**Selected extract**
++++++++
But he believes much more is needed because, no matter what, many men and a large percentage of women will refuse to acknowledge such  problems to anyone else.

He pointed to a recent study from the UK which found that 74% of men and 59% of women “under no circumstances will they speak up”.

“They don’t want to be a burden to their family and they don’t want the embarrassment,” he said. 

“I agree with the sentiment that you need to speak up when you need help, that’s great but you’re not talking about the majority of people. We’re all so genetically wired that way that it’s our job to protect our family that you can’t show weakness.

“Unfortunately since a lot of these organisations have started and have a look at the worst outcomes of suicide, we’re not getting better, we’re getting worse. My strong belief is that [speak up campaign] needs to remain, it is saving lives, but it’s not an integrated approach.”

Elliott said from working with thousands of first responders that people who confess they were “struggling a couple of months ago” can turn their mental health around by fixing basic issues such as sleeping, eating and breathing better. 

“What we do is give them a little bit of separation and momentum from how they were feeling,” he said. “When you’re at rock bottom, it’s not hard to make them feel better because they’re in the shit zone.
++++++++
**Source material**
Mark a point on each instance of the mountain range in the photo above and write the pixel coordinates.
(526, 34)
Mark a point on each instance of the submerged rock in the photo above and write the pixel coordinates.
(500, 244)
++++++++
**What this exercise asks**
• 1. In the article on mental health, reproduce the passage between "Elliott said from" and "the shit zone.", inclusive, substituting "frontline workers" for "first responders".
• 2. Write the next part of the article on mental health, picking up after its final sentence.

**Replies**
• 1.
Elliott said from working with thousands of frontline workers that people who confess they were “struggling a couple of months ago” can turn their mental health around by fixing basic issues such as sleeping, eating and breathing better. 

“What we do is give them a little bit of separation and momentum from how they were feeling,” he said. “When you’re at rock bottom, it’s not hard to make them feel better because they’re in the shit zone.

• 2.
“People start talking about how they were, not how they are. If you integrate that with speaking up, you will get results but we’re not like that at the moment.”

Dealing with scourge of social media trolls

Elliott was fortunate that his head coaching career was pretty much over by the time social media platforms like Twitter had taken off in Australia.

Anonymous trolls spewing hatred towards athletes, coaches and officials is a problem which is getting worse with several NRL players being subjected to death threats in recent years.

Like he does with most topics, Elliott looks at this dilemma from a different perspective but is ultimately pragmatic about dealing with it.

“Pressure is expectation plus scrutiny,” he said. “If you look at social media now, expectation to perform is the same as it’s ever been but scrutiny has gone way up. 

“People are on it all the time, the consequences are you get the adulation as well as the criticism. I don’t think people are too interested in analysis anymore – they’re interested in ‘this is a joke’ and ‘these people should get the sack’, blah blah, blah. 

“There’s nothing in life of consequence that can’t be achieved unless there’s pressure on it. But it’s there all the time now, the frequency has gone up because you can’t escape it if you’re always on your phone.

MELBOURNE, AUSTRALIA - APRIL 21: Matthew Elliott the coach of the Panthers watches from the sidelines during the round six NRL match between the Melbourne Storm and the Penrith Panthers at Olympic Park on April 21, 2007 in Melbourne, Australia. (Photo by Quinn Rooney/Getty Images)

Matt Elliott watches from the sidelines during his stint as Panthers coach in 2007. (Photo by Quinn Rooney/Getty Images)

“It’s elevated on your family and all the people around you. It used to be that you had to make a conscious decision to look online but now it’s the opposite.”

He wouldn’t recommend players get off social media altogether, which the likes of Blues coach Brad Fittler and Immortal halfback Andrew Johns have recently advocated.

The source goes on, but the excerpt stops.